TASK INSTRUCTIONS - Copy the entries verbatim, starting at the line containing "Where can the red" and continuing through the last entry.

(Stored data)
★ ★ ★
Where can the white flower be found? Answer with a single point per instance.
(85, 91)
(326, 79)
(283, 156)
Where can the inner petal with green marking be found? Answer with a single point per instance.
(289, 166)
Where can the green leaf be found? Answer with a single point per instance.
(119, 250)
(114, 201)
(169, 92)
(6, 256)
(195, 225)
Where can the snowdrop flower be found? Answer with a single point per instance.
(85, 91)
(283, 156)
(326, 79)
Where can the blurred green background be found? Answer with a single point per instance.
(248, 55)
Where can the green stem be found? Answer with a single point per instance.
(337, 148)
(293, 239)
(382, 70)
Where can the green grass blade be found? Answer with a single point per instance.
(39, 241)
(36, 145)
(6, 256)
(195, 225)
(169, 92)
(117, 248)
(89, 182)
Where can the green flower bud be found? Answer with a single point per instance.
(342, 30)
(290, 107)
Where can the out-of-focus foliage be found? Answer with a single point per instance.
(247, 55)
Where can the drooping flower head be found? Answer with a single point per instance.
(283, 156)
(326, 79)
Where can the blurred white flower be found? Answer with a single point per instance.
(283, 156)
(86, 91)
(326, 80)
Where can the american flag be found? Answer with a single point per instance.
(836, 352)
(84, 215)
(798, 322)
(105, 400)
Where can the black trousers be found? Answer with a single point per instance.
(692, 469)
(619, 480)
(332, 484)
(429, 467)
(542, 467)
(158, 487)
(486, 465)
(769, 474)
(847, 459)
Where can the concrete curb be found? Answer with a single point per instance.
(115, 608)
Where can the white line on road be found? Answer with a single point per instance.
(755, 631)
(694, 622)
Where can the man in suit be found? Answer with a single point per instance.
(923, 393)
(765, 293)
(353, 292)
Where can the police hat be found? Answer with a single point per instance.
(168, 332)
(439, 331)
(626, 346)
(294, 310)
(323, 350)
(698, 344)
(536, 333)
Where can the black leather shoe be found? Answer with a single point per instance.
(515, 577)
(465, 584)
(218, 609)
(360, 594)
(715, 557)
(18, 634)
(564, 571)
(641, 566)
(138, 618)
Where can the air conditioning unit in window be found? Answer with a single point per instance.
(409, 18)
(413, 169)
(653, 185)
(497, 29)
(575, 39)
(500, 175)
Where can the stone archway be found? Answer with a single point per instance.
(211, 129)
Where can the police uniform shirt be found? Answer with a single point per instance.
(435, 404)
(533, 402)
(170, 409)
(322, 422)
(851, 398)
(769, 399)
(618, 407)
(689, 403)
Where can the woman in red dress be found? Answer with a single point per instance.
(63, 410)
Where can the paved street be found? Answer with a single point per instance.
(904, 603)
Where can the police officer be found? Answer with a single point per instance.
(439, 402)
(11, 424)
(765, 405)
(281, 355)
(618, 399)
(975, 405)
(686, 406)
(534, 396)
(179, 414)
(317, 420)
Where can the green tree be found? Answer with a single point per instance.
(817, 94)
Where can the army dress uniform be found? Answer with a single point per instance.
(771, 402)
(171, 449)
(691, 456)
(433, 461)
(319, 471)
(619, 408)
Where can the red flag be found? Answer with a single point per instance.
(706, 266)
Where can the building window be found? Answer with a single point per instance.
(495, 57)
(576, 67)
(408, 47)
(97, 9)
★ ★ ★
THE SOLUTION -
Where can the red flag be found? Answer with a single point per instance.
(706, 266)
Where can the building window be found? Answer with a single point per instance.
(495, 57)
(576, 67)
(408, 47)
(97, 9)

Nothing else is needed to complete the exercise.